Source excerpt:
>>
Xinhua, March 7, 2016 Adjust font size:

With a growth of 1.8 percent this year the Dutch economy is recovering from the recession and the euro crisis, the Netherlands Bureau for Economic Policy Analysis (CPB) announced in its projections published on Monday.

The projected growth is less than the 2.1 percent expected in the previous forecast of December 2015. For 2017 the growth is estimated at 2.0 percent. In 2014 the growth was 1.0 percent and 1.9 percent in 2015.

"We are on the right track but there is still work to be done," Finance Minister Jeroen Dijsselbloem reacted in a statement. "The growth remains broadly supported by both domestic demand and exports."

Inflation in 2016 will be low with 0.3 percent, due to lower oil and resource prices, and is projected to increase next year to 1.0 percent. The government deficit is projected to drop to 1.7 percent of GDP this year and to 1.2 percent next year.

The stable economic growth is coupled with a limited decrease in unemployment, down from 6.9 percent of the working force in 2015 (614,000 people) to 6.5 percent (580,000) this year and 6.3 percent (570,000) in 2017.
<<
Extracted entries:
>>
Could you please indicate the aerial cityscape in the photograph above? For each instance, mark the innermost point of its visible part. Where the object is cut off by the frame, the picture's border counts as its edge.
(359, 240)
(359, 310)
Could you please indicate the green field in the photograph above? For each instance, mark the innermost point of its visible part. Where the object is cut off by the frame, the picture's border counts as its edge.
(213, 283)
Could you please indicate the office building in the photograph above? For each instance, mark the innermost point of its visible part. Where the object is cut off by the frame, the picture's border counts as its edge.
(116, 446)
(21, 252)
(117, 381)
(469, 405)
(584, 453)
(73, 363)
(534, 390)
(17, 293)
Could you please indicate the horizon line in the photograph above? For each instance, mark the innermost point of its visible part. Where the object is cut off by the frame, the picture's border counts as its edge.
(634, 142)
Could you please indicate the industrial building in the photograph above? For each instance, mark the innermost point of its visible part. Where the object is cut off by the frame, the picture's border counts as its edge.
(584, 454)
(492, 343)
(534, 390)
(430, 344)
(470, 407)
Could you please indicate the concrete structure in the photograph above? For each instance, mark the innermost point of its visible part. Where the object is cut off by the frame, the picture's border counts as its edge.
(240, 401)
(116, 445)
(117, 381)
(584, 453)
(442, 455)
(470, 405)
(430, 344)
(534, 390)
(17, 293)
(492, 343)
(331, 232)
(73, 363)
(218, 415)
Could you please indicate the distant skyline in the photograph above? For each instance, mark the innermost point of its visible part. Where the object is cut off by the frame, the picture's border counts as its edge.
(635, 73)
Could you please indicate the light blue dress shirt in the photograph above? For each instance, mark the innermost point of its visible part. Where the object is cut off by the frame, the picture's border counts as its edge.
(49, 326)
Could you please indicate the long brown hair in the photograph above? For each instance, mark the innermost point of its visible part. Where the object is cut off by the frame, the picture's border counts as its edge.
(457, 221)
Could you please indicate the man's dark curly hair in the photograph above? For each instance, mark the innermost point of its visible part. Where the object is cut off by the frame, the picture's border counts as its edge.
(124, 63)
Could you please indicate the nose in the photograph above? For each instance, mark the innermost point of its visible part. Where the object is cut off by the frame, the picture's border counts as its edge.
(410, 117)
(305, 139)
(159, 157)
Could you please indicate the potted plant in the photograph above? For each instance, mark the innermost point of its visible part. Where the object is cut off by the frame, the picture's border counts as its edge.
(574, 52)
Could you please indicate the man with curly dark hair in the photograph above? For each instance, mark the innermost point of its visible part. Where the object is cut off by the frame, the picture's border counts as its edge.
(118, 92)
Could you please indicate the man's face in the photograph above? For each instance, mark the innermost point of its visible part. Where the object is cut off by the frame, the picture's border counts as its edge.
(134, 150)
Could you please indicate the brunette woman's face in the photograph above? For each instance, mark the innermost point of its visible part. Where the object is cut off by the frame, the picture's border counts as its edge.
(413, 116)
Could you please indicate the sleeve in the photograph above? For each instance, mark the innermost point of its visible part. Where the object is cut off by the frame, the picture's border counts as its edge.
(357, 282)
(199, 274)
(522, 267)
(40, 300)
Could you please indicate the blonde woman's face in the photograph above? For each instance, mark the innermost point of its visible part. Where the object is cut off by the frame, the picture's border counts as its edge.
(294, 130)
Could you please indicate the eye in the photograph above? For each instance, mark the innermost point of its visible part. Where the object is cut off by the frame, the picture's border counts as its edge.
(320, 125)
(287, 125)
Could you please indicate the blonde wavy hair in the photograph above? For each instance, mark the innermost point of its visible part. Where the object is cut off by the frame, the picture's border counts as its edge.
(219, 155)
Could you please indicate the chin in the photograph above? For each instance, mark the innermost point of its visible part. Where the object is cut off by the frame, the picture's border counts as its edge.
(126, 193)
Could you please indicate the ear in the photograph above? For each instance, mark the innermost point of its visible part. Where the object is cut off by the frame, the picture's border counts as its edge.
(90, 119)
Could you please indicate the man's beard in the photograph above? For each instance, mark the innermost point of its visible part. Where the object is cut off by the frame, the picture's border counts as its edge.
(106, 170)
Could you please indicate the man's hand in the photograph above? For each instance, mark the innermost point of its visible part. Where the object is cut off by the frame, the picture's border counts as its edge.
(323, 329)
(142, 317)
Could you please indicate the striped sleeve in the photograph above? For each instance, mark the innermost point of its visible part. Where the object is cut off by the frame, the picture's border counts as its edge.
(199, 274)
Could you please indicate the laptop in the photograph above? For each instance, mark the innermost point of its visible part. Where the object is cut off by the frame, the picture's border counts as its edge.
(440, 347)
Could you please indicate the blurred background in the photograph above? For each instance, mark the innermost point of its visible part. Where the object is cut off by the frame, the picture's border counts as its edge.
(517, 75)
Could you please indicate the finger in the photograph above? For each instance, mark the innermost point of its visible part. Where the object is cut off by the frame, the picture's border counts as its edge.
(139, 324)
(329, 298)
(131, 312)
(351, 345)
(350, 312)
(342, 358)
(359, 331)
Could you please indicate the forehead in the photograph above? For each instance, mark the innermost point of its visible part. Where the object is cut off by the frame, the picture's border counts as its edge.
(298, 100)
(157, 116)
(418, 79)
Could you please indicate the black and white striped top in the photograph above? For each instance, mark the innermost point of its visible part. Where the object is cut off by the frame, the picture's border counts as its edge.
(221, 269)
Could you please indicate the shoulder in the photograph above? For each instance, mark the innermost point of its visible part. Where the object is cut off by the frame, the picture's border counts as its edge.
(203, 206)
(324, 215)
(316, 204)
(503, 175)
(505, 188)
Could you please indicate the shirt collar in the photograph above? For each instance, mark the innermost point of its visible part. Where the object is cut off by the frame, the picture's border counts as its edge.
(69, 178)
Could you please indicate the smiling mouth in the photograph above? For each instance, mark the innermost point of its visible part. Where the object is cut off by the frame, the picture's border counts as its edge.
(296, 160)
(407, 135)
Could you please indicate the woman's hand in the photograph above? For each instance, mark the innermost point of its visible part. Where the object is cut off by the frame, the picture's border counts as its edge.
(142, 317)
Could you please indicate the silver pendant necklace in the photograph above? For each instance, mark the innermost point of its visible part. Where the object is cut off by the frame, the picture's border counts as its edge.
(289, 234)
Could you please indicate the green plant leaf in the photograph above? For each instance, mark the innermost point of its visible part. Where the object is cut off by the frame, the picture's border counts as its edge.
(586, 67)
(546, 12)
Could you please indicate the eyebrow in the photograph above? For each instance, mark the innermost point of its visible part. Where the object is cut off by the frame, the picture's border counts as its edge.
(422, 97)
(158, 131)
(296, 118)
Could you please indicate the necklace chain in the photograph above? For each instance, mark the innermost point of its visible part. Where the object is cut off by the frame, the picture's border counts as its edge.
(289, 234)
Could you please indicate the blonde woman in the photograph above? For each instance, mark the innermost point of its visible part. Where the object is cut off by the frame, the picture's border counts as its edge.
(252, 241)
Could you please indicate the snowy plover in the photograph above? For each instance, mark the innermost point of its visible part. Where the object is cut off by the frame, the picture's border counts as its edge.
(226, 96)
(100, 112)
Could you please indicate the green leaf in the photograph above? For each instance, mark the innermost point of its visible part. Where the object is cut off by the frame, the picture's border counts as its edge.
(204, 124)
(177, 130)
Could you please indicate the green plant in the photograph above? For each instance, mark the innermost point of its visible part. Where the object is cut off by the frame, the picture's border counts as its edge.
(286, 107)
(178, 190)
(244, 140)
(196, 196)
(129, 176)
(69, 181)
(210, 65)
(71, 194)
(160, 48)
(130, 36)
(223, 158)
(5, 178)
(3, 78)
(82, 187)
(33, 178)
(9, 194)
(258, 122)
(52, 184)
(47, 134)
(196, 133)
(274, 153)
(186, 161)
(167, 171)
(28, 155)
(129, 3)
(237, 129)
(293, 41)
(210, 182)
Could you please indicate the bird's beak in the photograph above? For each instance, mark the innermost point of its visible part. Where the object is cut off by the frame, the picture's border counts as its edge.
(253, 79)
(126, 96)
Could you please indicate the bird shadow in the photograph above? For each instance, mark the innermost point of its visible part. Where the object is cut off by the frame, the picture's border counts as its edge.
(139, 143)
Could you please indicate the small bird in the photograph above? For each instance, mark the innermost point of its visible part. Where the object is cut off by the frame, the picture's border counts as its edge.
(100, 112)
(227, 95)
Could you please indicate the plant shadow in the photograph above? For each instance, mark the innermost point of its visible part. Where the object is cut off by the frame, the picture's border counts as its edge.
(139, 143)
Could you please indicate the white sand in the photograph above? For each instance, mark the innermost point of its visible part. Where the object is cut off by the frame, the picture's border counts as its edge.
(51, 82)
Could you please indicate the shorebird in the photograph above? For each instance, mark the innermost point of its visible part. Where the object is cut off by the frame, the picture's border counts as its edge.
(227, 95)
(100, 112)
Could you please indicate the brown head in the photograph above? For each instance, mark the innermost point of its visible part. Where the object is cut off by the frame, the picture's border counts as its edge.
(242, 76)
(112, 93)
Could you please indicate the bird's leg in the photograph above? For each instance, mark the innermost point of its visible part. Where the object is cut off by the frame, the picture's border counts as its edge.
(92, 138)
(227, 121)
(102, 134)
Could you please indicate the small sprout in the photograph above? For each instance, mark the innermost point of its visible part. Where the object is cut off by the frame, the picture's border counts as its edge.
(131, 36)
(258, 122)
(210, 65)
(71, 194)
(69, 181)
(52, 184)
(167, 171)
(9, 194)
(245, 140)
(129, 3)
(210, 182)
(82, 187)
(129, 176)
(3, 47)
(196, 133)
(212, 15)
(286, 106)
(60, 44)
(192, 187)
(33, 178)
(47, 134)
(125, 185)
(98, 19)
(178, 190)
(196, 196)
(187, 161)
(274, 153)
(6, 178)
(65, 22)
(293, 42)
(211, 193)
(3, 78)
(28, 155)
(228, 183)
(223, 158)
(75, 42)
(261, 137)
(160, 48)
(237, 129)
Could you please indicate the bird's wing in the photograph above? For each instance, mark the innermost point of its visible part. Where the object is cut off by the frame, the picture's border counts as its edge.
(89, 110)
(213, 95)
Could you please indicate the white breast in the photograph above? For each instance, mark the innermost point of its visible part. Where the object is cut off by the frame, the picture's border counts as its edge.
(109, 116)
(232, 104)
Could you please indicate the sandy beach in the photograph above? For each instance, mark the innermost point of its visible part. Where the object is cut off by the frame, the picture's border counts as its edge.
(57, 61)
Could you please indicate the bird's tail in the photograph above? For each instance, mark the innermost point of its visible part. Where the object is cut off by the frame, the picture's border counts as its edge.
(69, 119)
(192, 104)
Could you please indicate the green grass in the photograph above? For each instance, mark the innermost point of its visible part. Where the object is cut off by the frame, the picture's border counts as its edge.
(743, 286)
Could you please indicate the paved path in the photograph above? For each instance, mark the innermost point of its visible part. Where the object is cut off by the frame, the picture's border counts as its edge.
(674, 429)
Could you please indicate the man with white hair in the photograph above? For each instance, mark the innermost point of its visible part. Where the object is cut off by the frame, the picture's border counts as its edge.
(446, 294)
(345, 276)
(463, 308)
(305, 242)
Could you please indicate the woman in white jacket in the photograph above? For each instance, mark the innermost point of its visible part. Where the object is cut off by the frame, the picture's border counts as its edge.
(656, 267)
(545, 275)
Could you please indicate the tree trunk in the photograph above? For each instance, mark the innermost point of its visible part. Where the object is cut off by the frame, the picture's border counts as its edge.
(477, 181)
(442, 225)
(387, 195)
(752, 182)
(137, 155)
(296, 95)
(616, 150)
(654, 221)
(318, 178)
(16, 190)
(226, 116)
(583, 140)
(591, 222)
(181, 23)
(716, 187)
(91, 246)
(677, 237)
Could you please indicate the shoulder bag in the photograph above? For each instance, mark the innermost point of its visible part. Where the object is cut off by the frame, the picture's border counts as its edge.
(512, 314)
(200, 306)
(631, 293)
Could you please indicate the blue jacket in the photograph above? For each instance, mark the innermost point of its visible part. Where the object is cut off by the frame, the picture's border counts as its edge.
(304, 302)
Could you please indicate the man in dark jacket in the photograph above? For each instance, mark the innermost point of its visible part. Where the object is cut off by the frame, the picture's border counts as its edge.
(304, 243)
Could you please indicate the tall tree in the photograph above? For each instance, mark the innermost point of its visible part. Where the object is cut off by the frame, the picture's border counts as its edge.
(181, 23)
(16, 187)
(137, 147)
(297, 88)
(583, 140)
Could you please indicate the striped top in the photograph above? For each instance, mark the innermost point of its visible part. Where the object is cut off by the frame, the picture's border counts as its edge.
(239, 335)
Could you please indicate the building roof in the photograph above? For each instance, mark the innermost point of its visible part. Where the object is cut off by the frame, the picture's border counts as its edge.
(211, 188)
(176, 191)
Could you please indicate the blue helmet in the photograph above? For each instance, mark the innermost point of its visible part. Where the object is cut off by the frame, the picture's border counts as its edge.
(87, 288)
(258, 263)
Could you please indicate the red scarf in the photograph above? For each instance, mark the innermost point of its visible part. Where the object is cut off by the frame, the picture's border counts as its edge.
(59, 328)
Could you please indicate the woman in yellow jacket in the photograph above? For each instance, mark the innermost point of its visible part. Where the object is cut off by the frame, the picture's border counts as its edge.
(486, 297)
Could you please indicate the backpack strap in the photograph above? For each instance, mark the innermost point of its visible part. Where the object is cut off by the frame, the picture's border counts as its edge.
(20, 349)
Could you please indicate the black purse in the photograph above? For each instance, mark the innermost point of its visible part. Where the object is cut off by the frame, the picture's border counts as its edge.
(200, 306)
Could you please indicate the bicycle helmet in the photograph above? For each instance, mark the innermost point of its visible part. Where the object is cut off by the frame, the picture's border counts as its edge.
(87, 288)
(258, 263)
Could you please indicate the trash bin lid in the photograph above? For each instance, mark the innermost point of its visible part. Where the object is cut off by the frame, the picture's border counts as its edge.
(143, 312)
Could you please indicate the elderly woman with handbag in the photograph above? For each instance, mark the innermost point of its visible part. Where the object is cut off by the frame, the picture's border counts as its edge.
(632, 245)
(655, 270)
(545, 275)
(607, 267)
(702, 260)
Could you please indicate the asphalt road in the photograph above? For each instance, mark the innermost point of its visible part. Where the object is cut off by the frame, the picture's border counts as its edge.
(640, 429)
<<
Actions to take:
1. Transcribe the article on the Dutch economy between "The projected growth" and "percent in 2015.", inclusive.
2. What inflation rate does the article on the Dutch economy project for 2016?
The records aren't needed here.

The responses:
1.
The projected growth is less than the 2.1 percent expected in the previous forecast of December 2015. For 2017 the growth is estimated at 2.0 percent. In 2014 the growth was 1.0 percent and 1.9 percent in 2015.

2. 0.3 percent.